◆ PROBLEM DESCRIPTION: Rewrite the rows from the line that contains "Please segment every instance of the blue" through the end of the rows, replacing "even-odd rule" with "parity rule" and leaving everything else unchanged.

◆ MATERIAL FOR THIS EXERCISE:
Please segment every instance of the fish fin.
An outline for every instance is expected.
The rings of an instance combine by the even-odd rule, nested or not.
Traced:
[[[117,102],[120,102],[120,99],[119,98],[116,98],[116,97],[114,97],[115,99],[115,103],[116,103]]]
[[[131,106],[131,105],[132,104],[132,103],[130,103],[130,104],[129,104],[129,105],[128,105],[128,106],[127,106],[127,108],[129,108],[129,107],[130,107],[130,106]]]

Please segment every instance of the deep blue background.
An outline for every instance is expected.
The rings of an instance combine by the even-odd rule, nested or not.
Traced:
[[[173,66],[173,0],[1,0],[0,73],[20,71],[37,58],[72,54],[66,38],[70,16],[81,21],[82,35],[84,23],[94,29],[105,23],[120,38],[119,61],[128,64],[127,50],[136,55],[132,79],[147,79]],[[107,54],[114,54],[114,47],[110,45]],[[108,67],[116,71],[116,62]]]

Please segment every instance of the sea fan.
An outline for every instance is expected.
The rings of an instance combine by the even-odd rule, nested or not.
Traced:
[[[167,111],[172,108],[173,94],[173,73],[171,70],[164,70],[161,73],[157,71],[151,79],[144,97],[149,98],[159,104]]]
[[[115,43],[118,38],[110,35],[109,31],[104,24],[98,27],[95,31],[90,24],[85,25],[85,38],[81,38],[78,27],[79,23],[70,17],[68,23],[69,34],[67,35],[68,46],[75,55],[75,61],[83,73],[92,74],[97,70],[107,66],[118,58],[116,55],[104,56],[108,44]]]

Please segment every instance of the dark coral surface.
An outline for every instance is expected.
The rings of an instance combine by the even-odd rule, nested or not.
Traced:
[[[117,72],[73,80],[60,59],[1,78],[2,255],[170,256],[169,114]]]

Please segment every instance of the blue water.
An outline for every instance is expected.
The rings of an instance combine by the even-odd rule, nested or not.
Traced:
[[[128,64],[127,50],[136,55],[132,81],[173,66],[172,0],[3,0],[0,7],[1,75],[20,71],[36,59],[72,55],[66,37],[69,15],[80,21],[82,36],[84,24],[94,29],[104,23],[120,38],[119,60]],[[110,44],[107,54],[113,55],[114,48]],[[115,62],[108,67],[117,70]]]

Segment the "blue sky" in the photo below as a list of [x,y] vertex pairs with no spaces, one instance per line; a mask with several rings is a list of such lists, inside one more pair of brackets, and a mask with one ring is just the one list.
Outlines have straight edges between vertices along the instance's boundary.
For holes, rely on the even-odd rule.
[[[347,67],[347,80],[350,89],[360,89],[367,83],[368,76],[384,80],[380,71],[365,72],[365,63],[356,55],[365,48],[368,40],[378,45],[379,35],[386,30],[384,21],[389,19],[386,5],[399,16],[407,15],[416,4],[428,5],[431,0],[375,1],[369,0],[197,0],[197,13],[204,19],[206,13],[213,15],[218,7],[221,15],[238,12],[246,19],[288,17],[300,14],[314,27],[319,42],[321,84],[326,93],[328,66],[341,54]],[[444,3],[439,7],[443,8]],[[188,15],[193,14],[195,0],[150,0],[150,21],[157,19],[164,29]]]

◆ FINISHED TASK:
Please segment every instance of the blue water.
An outline for every instance is expected.
The rings of an instance combine by the parity rule, nested or not.
Traced:
[[[128,64],[127,50],[136,55],[132,81],[173,66],[172,0],[3,0],[0,7],[1,75],[20,71],[36,59],[72,55],[66,37],[69,15],[80,21],[82,36],[84,24],[94,29],[104,23],[120,38],[119,60]],[[110,44],[107,54],[113,55],[114,48]],[[115,62],[108,67],[117,70]]]

Segment the "blue sky" in the photo below as a list of [x,y] vertex pairs with no spaces, one instance per line; a mask with several rings is a list of such lists, inside one more pair of brackets, and a mask with one ring is just the one list.
Outlines have straight edges between vertices along the instance's boundary.
For holes, rely on the parity rule.
[[[347,67],[347,80],[350,89],[360,89],[367,83],[368,76],[384,80],[380,71],[365,72],[365,63],[356,55],[365,48],[368,40],[378,45],[379,35],[386,30],[384,21],[389,19],[386,5],[399,16],[407,15],[416,4],[428,5],[431,0],[375,1],[369,0],[197,0],[197,13],[204,19],[206,13],[213,15],[218,7],[221,15],[238,12],[246,19],[288,17],[300,14],[314,27],[319,42],[321,84],[326,93],[328,66],[341,54]],[[444,3],[439,7],[443,8]],[[188,15],[193,14],[195,0],[150,0],[150,21],[157,19],[164,29]]]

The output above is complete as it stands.